→ **EXERCISE TASK 1**:
Reproduce the records below word for word, leaving out the pictures.
--
I.  Issues common to several jurisdictions

A. Alberta, Ontario, New Brunswick. Right to organize of certain categories of workers. In its previous comments, the Committee had noted that workers in agriculture and horticulture in the Provinces of Alberta, Ontario and New Brunswick were excluded from the coverage of labour relations legislation and thereby deprived of protection concerning the right to organize and collective bargaining. The Committee had also noted with regret that other categories of workers (domestic workers, architects, dentists, land surveyors, lawyers and doctors) were excluded in Ontario, under section 13(a) of the Amended Labour Relations Act, 1995.

Furthermore, the Committee had noted that the Supreme Court of Canada held in December 2001 (in the Dunmore case, originating from Ontario) that the exclusion of agricultural workers was unconstitutional and gave the Government of Ontario 18 months to amend the impugned legislation. The Committee had noted that the Government of Ontario had introduced Bill No. 187 in October 2002 (Agricultural Employees Protection Act), which gives agricultural employees the right to form or join an employees’ association. It appears, however, that this legislation does not give agricultural workers the right to establish and join trade unions and to bargain collectively.

In its latest report, the Government of Ontario has confined itself to indicating that a provincial election was being held in Ontario on 2 October 2003 and that information would be provided to the Committee as soon as available. The Committee requests once again the Government to ensure that any new legislation introduced will guarantee full respect of the rights under the Convention for all the categories of workers mentioned above and to keep it informed in its next report.
--
→ **EXERCISE TASK 2**:
Pick up the passage on the right to organize in Canadian provinces and keep writing from its final sentence.
--
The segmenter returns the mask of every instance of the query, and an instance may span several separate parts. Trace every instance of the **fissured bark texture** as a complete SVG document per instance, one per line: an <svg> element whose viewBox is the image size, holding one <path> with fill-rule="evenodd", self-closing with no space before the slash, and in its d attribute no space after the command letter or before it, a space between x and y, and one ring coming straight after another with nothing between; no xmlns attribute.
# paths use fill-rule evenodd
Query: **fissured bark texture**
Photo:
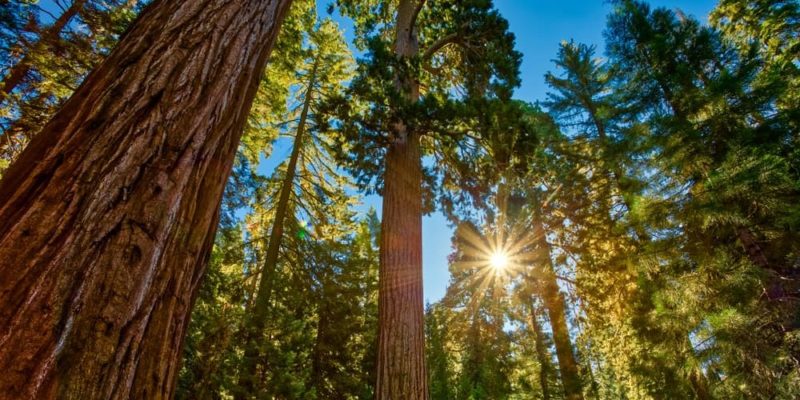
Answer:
--
→ **EXERCISE RESULT 1**:
The segmenter returns the mask of every instance of the query, and an instance may span several separate parts. Trace every instance of the **fissured bark texture** as a complete SVG document per instance, one per line: an <svg> element whose viewBox is the image size, holding one <path> with fill-rule="evenodd", self-closing with no space before the slash, and in its d attribute no space after the command letter or before it, a space between x and y, and one ring coming straight after another with nothing between; no xmlns attribute.
# paths use fill-rule evenodd
Query: **fissured bark texture**
Photo:
Answer:

→ **EXERCISE RESULT 2**:
As concerns the Province of Alberta, the Committee notes with regret that the Government of Alberta has indicated that further review of the organization of agricultural workers will not be done at this time, considering the current challenges in the agricultural sectors. As concerns the Province of New Brunswick, the Committee notes with regret that no legislative changes are being considered to the Industrial Relations Act at this time. The Committee recalls once again that all workers, with the sole possible exception of the armed forces and the police, have the right to organize under the Convention. It requests the Governments of Alberta and New Brunswick to amend their legislation accordingly and to inform it of developments in this respect in their next reports.

B. Trade union monopoly established by law. In its previous report, the Committee had noted that certain provincial laws designate by name the union recognized as the bargaining agent (Prince Edward Island, Civil Service Act, 1983; Nova Scotia, Teaching Professions Act; Ontario, Education and Teaching Professions Act). It had recalled that although a system in which a single bargaining agent can be accredited to represent workers in a given bargaining unit and bargain on their behalf is compatible with the Convention, it nevertheless considers that a trade union monopoly established or maintained by the explicit designation by name of a trade union organization in the law is in violation of the Convention.

The Committee notes with regret that no developments on this point have been reported since 2002 by the Governments of Prince Edward Island, Nova Scotia and Ontario. The Committee requests once again the governments of these provinces to repeal from their respective legislation the designation by name of individual trade unions and to keep it informed of developments in their future reports.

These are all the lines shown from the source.